-------- Dataset
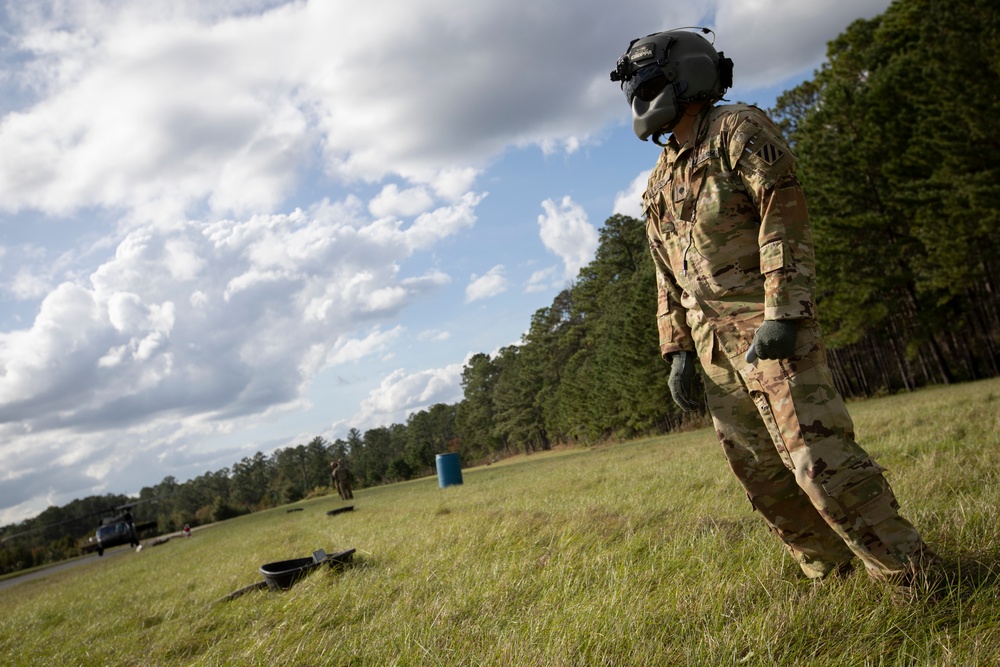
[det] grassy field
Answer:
[0,380,1000,667]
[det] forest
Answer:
[0,0,1000,574]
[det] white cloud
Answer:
[538,197,599,280]
[0,0,889,522]
[368,183,434,218]
[524,266,565,293]
[344,356,468,430]
[611,169,653,218]
[465,264,508,303]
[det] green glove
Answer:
[667,351,701,412]
[747,320,799,361]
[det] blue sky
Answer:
[0,0,889,524]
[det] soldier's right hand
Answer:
[667,350,701,412]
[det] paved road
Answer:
[0,524,203,591]
[0,547,132,591]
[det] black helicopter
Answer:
[0,498,159,556]
[94,509,139,556]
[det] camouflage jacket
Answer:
[643,104,815,359]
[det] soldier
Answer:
[330,459,354,500]
[611,29,933,586]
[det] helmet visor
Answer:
[622,64,669,106]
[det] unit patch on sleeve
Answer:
[757,141,785,165]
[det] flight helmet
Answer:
[611,28,733,144]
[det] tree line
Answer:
[0,0,1000,572]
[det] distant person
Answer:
[330,459,354,500]
[611,29,933,590]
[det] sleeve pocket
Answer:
[760,239,792,273]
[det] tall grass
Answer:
[0,380,1000,667]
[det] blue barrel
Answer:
[434,452,462,489]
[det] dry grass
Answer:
[0,380,1000,666]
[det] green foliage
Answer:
[0,380,1000,667]
[773,0,1000,391]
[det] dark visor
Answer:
[622,63,668,106]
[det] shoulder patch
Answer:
[755,141,785,165]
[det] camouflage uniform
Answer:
[643,105,930,579]
[330,461,354,500]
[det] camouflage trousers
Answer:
[700,323,931,580]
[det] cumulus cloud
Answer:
[611,169,652,218]
[0,190,477,516]
[334,356,468,430]
[465,264,508,303]
[538,197,599,280]
[0,0,889,522]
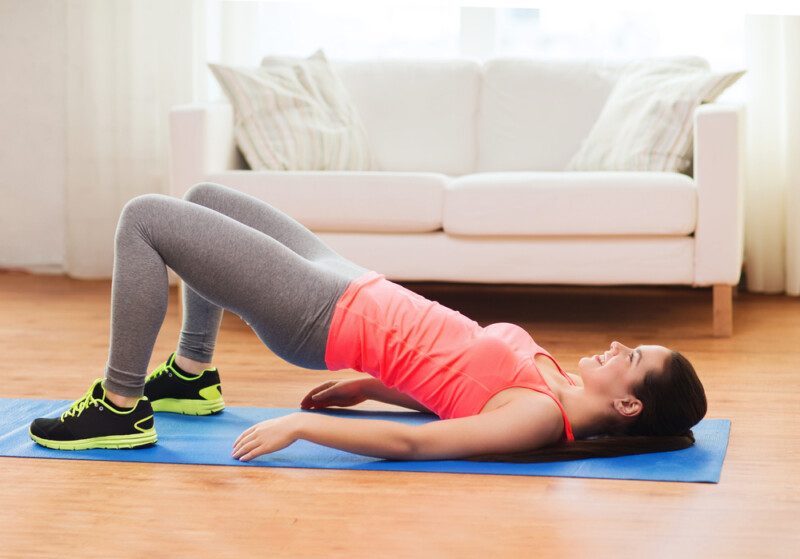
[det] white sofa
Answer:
[170,59,743,336]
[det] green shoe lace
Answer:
[61,379,103,422]
[145,359,170,382]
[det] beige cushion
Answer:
[442,171,697,236]
[567,63,744,172]
[209,51,372,171]
[206,171,449,233]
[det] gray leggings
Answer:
[105,183,368,397]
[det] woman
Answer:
[30,184,706,461]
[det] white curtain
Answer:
[745,15,800,295]
[64,0,207,278]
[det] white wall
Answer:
[0,0,66,271]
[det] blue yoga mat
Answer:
[0,398,731,483]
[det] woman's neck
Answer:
[556,385,611,439]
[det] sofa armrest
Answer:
[694,104,744,286]
[169,103,245,197]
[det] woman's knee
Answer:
[183,182,224,206]
[117,194,175,236]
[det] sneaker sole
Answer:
[28,429,158,450]
[150,398,225,415]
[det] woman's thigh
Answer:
[123,195,351,369]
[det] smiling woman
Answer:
[30,183,706,461]
[472,350,707,462]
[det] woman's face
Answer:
[578,341,670,399]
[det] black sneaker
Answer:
[144,353,225,415]
[29,378,157,450]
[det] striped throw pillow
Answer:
[566,64,744,173]
[209,50,373,171]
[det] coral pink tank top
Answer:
[325,271,574,441]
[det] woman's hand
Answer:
[232,412,303,462]
[300,378,369,410]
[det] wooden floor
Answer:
[0,272,800,559]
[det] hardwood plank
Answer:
[0,273,800,558]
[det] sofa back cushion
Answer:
[332,59,478,175]
[477,57,708,171]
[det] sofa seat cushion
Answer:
[442,172,697,235]
[206,171,450,233]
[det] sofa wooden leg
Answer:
[713,283,733,338]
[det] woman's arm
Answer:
[296,413,413,460]
[362,378,434,413]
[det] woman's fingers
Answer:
[233,433,258,452]
[233,439,261,459]
[239,445,264,462]
[233,425,256,446]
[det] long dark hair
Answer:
[467,351,708,462]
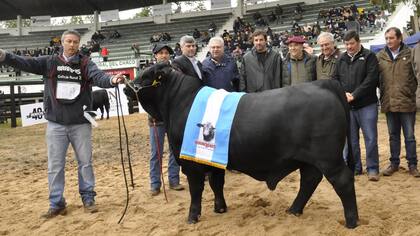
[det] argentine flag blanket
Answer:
[180,87,245,169]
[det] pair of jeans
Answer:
[386,112,417,167]
[350,103,379,173]
[149,125,179,189]
[46,121,96,208]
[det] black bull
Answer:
[130,64,358,228]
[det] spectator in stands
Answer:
[0,30,124,219]
[101,47,109,61]
[332,31,379,181]
[239,30,282,93]
[140,44,184,196]
[209,21,217,37]
[377,27,420,177]
[316,32,341,79]
[346,16,360,34]
[193,28,201,40]
[172,35,203,80]
[203,37,239,92]
[282,36,316,86]
[131,43,141,58]
[274,4,283,24]
[109,30,121,39]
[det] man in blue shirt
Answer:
[203,37,239,92]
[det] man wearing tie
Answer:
[172,35,203,80]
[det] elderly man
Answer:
[332,31,379,181]
[316,32,341,79]
[377,27,420,177]
[239,31,282,93]
[0,30,124,219]
[172,35,203,80]
[283,36,316,86]
[203,37,239,92]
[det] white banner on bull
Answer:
[92,85,129,119]
[20,102,47,127]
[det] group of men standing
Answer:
[157,27,420,184]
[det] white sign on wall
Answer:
[101,9,120,21]
[210,0,230,9]
[20,102,47,127]
[31,16,51,26]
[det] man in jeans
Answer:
[332,31,379,181]
[377,27,420,177]
[147,44,184,196]
[0,30,124,219]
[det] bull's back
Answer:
[230,81,347,164]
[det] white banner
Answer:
[96,59,138,70]
[31,16,51,26]
[152,3,172,16]
[20,102,47,127]
[101,9,120,21]
[210,0,230,10]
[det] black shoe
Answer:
[382,165,399,176]
[41,207,67,219]
[83,201,98,213]
[169,184,184,191]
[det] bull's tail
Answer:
[319,80,356,172]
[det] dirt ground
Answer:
[0,114,420,236]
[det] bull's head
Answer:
[134,63,172,120]
[197,122,216,142]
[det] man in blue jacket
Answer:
[203,37,239,92]
[0,30,123,219]
[332,31,379,181]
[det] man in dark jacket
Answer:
[239,31,282,93]
[203,37,239,92]
[172,35,203,80]
[377,27,420,177]
[0,30,124,219]
[282,36,316,86]
[333,31,379,181]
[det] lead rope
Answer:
[115,86,134,224]
[153,119,169,202]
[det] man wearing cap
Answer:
[316,32,341,79]
[172,35,203,80]
[239,30,282,93]
[146,44,184,196]
[283,36,316,86]
[332,30,379,181]
[203,37,239,92]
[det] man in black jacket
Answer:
[332,31,379,181]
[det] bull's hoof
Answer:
[188,215,200,224]
[346,220,359,229]
[286,208,303,216]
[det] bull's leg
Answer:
[287,165,322,216]
[187,172,204,224]
[209,169,227,213]
[324,163,359,228]
[99,106,104,120]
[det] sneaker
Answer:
[408,166,420,178]
[41,207,67,219]
[169,184,184,191]
[382,165,398,176]
[368,171,379,182]
[150,188,160,196]
[83,201,98,213]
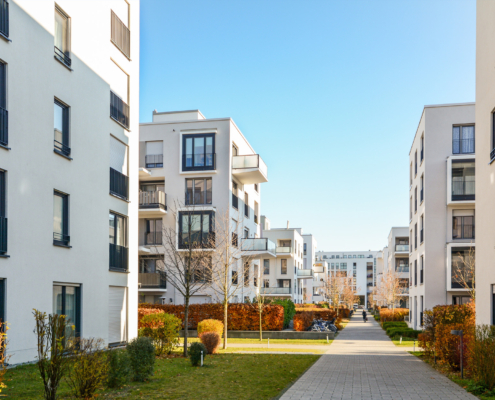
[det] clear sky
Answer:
[140,0,476,251]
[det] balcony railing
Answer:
[145,154,163,168]
[241,238,276,253]
[260,288,292,294]
[138,271,167,289]
[0,0,9,37]
[110,91,130,129]
[139,190,167,210]
[54,46,72,68]
[0,107,9,146]
[0,217,7,254]
[109,243,129,271]
[110,168,129,200]
[111,11,131,58]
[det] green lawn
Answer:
[2,354,319,400]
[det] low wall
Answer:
[180,329,334,340]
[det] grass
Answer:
[2,354,319,400]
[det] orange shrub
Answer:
[138,303,284,331]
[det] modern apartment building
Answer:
[476,0,495,325]
[0,0,139,364]
[385,226,410,308]
[139,110,268,304]
[409,103,475,328]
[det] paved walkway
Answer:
[281,312,476,400]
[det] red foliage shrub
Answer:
[138,303,284,331]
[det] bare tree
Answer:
[452,246,476,303]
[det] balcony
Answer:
[0,217,7,255]
[0,107,9,146]
[111,11,131,59]
[110,168,129,200]
[109,243,129,272]
[241,238,276,257]
[297,269,313,279]
[138,271,167,290]
[232,154,268,185]
[110,91,130,129]
[139,190,167,218]
[260,288,292,295]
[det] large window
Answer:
[452,160,475,201]
[179,211,214,249]
[186,178,212,205]
[182,133,215,171]
[452,125,474,154]
[54,6,71,67]
[53,285,81,338]
[53,191,70,246]
[53,99,70,156]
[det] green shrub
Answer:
[127,337,155,382]
[189,342,208,367]
[139,313,182,356]
[107,350,132,388]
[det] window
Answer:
[280,258,287,275]
[452,125,474,154]
[244,192,249,218]
[53,99,70,157]
[145,218,162,245]
[54,6,71,68]
[452,160,475,201]
[263,260,270,275]
[182,133,215,171]
[179,211,214,249]
[0,63,9,146]
[53,285,81,338]
[186,178,212,205]
[145,140,163,168]
[452,210,474,239]
[0,170,7,255]
[53,191,70,246]
[109,212,128,271]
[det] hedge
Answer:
[138,303,284,331]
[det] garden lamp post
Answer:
[450,330,464,379]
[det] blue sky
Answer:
[140,0,476,251]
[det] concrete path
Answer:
[281,312,476,400]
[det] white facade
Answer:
[0,0,139,363]
[409,103,475,328]
[139,110,274,304]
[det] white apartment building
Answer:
[139,110,275,304]
[316,251,383,306]
[0,0,139,364]
[476,0,495,325]
[385,226,410,308]
[409,103,475,328]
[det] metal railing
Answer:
[110,91,130,129]
[110,168,129,200]
[139,190,167,210]
[144,154,163,168]
[109,243,129,271]
[0,107,9,146]
[138,271,167,289]
[111,10,131,58]
[260,288,292,294]
[53,46,72,67]
[0,217,7,254]
[0,0,9,37]
[241,238,276,253]
[232,154,268,176]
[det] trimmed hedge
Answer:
[138,303,284,331]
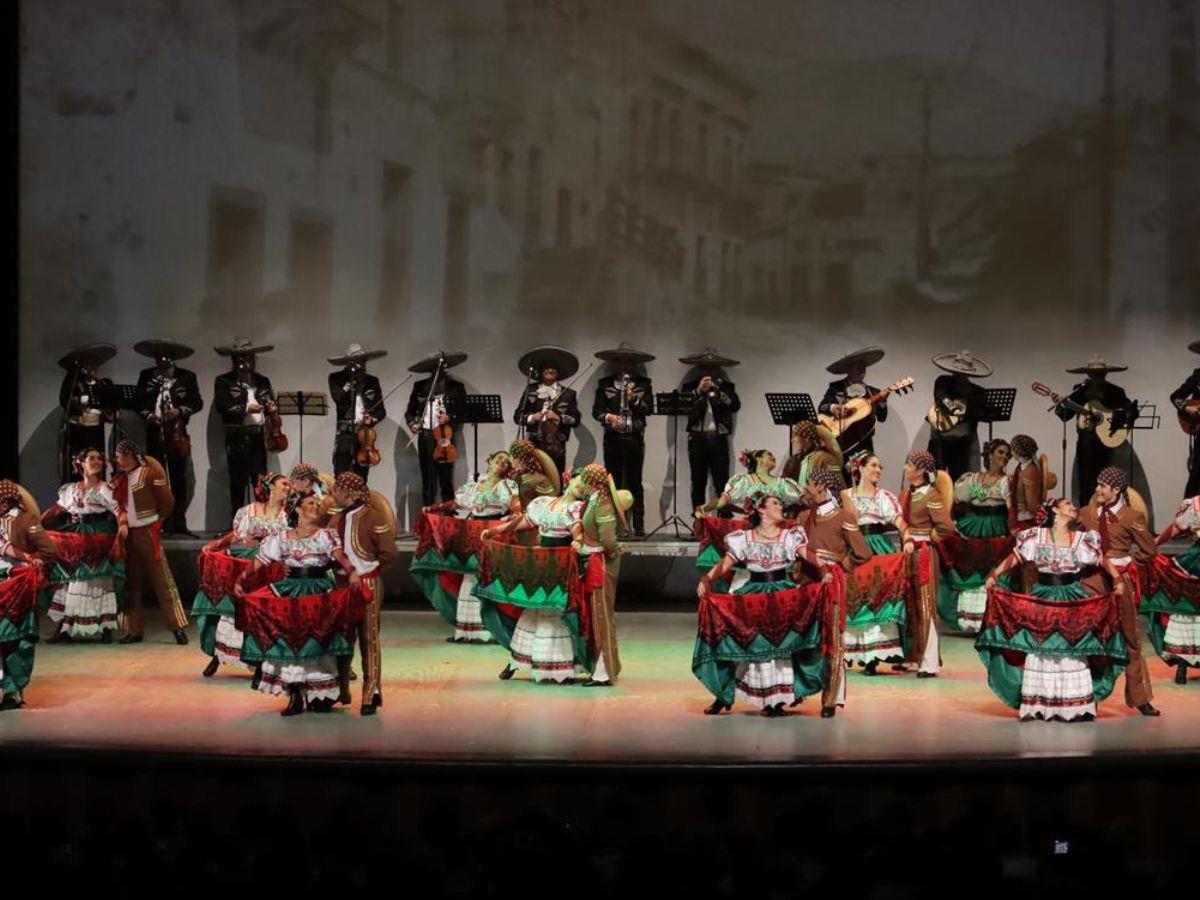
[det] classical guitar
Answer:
[817,378,913,454]
[1033,382,1129,450]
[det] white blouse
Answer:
[258,528,342,569]
[725,526,809,572]
[1013,528,1104,575]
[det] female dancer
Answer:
[475,464,608,684]
[938,438,1013,634]
[900,450,954,678]
[409,450,521,643]
[692,494,832,718]
[976,498,1124,721]
[845,452,916,676]
[234,494,359,716]
[42,448,130,643]
[192,472,292,688]
[1140,497,1200,684]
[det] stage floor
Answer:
[0,611,1200,766]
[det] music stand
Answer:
[979,388,1016,440]
[275,391,329,462]
[763,394,817,460]
[642,391,692,541]
[460,394,504,481]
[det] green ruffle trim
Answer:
[954,512,1008,538]
[241,634,354,664]
[472,581,570,611]
[846,600,908,628]
[691,623,829,706]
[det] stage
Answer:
[0,610,1200,769]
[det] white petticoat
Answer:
[454,572,492,642]
[46,576,116,637]
[258,654,341,701]
[842,622,904,665]
[958,584,988,635]
[733,656,796,709]
[1163,616,1200,666]
[1018,653,1096,720]
[510,610,583,683]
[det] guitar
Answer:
[817,378,913,454]
[1178,400,1200,434]
[1033,382,1129,450]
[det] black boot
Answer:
[280,688,304,718]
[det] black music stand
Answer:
[460,394,504,481]
[979,388,1016,440]
[642,391,692,541]
[763,394,817,460]
[275,391,329,462]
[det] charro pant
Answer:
[125,526,187,635]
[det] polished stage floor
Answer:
[0,611,1200,766]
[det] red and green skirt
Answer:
[1139,544,1200,668]
[974,583,1129,709]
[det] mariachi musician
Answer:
[925,350,992,481]
[592,341,654,538]
[1171,341,1200,497]
[1055,356,1138,506]
[329,343,388,481]
[404,350,467,506]
[59,343,116,484]
[817,347,888,454]
[679,347,742,509]
[212,337,278,516]
[512,346,580,472]
[133,340,204,536]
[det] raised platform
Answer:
[0,611,1200,768]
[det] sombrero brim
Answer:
[679,353,742,368]
[59,343,116,368]
[517,346,580,380]
[826,347,883,374]
[932,353,992,378]
[133,340,196,360]
[1067,365,1129,374]
[325,350,388,366]
[596,347,654,362]
[212,343,275,356]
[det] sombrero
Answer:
[133,338,194,360]
[932,350,992,378]
[517,344,580,380]
[826,347,883,374]
[59,343,116,370]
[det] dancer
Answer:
[42,448,130,643]
[329,472,398,715]
[937,438,1013,635]
[234,496,360,716]
[976,497,1126,721]
[475,464,608,684]
[192,473,292,688]
[0,479,58,710]
[1079,466,1162,716]
[692,494,841,718]
[1139,497,1200,684]
[844,451,916,676]
[899,450,954,678]
[113,440,187,644]
[409,450,521,643]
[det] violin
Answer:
[433,422,458,462]
[354,425,383,468]
[263,403,288,454]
----------------
▶ _What you need to do_: Transcribe the data without changes, starting at the line that contains "[det] striped throw pillow" and ending after the line that contains "[206,171,450,233]".

▶ _Exercise output_:
[det] striped throw pillow
Answer:
[566,64,744,173]
[209,50,373,171]
[det] coral pink tank top
Answer:
[325,271,574,441]
[det] woman's hand
Answer:
[232,412,303,462]
[300,378,369,410]
[det] wooden floor
Answer:
[0,272,800,559]
[det] hardwood plank
Answer:
[0,273,800,558]
[det] sofa back cushion
Answer:
[332,59,478,175]
[477,57,708,171]
[det] sofa seat cushion
Answer:
[442,172,697,235]
[206,171,450,233]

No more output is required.